> [GOAL]
In the excerpt on product requirements, rewrite the passage starting at "Driving Design Success" and ending at "it should last.", replacing "schedule delays" with "missed deadlines".

> [SOURCE EXCERPT]
++++
Driving Design Success Through Product Requirements
In Product Realization Group’s work guiding organizations in their design and development processes, we often see companies designing products without clearly defining their requirements. This results in significant inefficiency, schedule delays, and increased costs as the products undergo multiple redesign cycles. While innovation should happen with few constraints, the New Product Development (NPD)/New Product Introduction (NPI) phase must be governed by market needs that create clear product objectives to drive product, engineering, and manufacturing requirements. These product requirements include key features, the product’s appearance, how it performs, where it will be used, and how long it should last.
Poor requirement management can have severe consequences for any product development process. Teams need precise requirements to avoid misalignment, leading to costly rework and design iterations. This inefficiency will drive up costs and cause delays in time-to-market, potentially giving competitors a head start. Furthermore, unclear requirements can lead to scope creep, where additional features or changes are introduced late in the process, further stretching resources and timelines. In the long term, this lack of discipline in managing requirements can harm a company’s reputation for delivering quality products on time, affecting customer satisfaction, brand reputation and profitability.
++++
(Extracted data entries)

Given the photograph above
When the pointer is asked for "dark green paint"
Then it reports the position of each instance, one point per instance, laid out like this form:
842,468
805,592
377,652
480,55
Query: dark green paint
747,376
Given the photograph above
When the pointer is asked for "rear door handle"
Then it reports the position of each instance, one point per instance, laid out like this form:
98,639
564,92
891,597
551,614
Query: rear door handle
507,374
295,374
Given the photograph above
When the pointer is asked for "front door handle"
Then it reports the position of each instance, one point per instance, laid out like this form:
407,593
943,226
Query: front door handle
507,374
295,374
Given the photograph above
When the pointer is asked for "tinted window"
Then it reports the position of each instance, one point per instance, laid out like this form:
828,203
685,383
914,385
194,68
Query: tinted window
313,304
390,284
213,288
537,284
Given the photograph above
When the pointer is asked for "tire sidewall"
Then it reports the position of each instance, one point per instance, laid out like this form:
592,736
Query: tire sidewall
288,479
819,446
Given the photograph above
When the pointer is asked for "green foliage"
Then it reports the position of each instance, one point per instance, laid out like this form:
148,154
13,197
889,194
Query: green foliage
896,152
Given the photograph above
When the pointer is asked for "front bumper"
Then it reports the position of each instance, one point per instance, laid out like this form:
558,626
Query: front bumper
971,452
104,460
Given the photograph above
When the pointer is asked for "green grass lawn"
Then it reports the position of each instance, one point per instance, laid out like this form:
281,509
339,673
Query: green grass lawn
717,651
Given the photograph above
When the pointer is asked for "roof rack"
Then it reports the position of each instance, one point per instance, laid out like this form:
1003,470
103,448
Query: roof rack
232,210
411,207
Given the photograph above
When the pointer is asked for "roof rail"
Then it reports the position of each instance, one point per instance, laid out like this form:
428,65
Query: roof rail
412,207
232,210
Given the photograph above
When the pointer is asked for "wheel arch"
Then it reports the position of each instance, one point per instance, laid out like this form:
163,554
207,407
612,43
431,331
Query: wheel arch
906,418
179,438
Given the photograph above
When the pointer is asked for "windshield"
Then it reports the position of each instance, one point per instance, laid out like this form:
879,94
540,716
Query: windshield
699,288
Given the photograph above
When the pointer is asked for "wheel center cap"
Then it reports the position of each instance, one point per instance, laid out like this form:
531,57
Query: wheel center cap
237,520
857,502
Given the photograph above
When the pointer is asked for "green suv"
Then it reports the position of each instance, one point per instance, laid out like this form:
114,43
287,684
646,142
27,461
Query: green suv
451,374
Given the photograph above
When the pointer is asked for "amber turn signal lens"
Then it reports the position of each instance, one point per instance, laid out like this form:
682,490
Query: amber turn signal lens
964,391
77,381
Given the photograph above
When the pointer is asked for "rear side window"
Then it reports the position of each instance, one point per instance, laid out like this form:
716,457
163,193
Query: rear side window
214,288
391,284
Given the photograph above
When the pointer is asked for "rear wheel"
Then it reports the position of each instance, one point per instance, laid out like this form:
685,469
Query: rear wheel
++++
> [TASK SOLUTION]
Driving Design Success Through Product Requirements
In Product Realization Group’s work guiding organizations in their design and development processes, we often see companies designing products without clearly defining their requirements. This results in significant inefficiency, missed deadlines, and increased costs as the products undergo multiple redesign cycles. While innovation should happen with few constraints, the New Product Development (NPD)/New Product Introduction (NPI) phase must be governed by market needs that create clear product objectives to drive product, engineering, and manufacturing requirements. These product requirements include key features, the product’s appearance, how it performs, where it will be used, and how long it should last.